* Textauszug *
Der Ausstellungskatalog
 
Neben verschiedensten Kommunikationsmaterialien wie Einladungen, Infoschildern für Ausstellungen, Plakaten oder Postkarten, Aufstellern und Bannern, entstand der erste Ausstellungskatalog zum Start der deutschen EU-Ratspräsidentschaft im Juli 2020. In deren Rahmen bauten wir eine erste große Ausstellung in der Deutschen Botschaft sowie im EU-Parlament in Brüssel auf. Auch Vanessa Sánchez Fernández, die zuständige Projektleiterin des Auswärtigen Amts und Kuratorin Prof. Dr. Karin S. Weber halfen vor Ort tatkräftig mit, denn es gab viel zu tun und der Katalog sollte dort den Staatsoberhäuptern der Länder als Gastgeschenk überreicht werden. 
 
Aufgrund der globalen Krise überschlugen sich die Ereignisse. Termine mussten verschoben, Quarantänephasen zur Einreise in die verschiedenen Länder eingeplant werden. Da Carsten und ich inzwischen seit vielen Jahren vertrauensvoll und mit viel Respekt vor unseren Leistungen zusammenarbeiten, bekam ich als Designerin weitestgehend freie Hand, bei der Gestaltung und Realisierung des Katalogs, dessen Druck Canon Deutschland übernahm.

Datensätze zu Beschriftung und Segmentierung:
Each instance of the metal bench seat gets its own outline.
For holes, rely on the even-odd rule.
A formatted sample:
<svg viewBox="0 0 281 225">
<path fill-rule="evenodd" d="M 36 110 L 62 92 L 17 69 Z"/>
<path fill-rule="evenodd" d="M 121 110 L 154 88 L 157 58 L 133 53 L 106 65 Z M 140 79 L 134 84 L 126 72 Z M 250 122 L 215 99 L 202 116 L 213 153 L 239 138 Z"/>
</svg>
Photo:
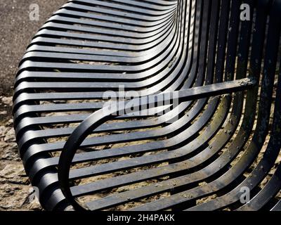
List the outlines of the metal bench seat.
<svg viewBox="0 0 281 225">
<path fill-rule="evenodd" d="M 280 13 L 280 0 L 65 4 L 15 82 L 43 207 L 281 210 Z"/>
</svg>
* * *
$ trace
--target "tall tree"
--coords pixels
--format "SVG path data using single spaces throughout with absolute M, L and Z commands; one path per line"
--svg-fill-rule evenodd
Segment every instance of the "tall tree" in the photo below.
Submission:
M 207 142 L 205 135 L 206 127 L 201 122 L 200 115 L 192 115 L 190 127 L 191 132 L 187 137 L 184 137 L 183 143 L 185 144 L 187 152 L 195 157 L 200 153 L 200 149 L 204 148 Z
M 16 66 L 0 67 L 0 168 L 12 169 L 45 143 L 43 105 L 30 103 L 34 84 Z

* Aufgabenliste *
#1 Übersetze den Satz „Aufgrund der globalen Krise überschlugen sich die Ereignisse.“ aus dem Textauszug über den Ausstellungskatalog ins Englische.
#2 Gib bitte aus den Datensätzen die Zeilen von der Zeile mit "Each instance of" bis zur Zeile mit "36 110 L 62" unverändert aus, beide Zeilen eingeschlossen.
Der Textauszug und die Datensätze stehen in keinem Zusammenhang.

* Lösungen *
#1 Due to the global crisis, events came thick and fast.

#2
Each instance of the metal bench seat gets its own outline.
For holes, rely on the even-odd rule.
A formatted sample:
<svg viewBox="0 0 281 225">
<path fill-rule="evenodd" d="M 36 110 L 62 92 L 17 69 Z"/>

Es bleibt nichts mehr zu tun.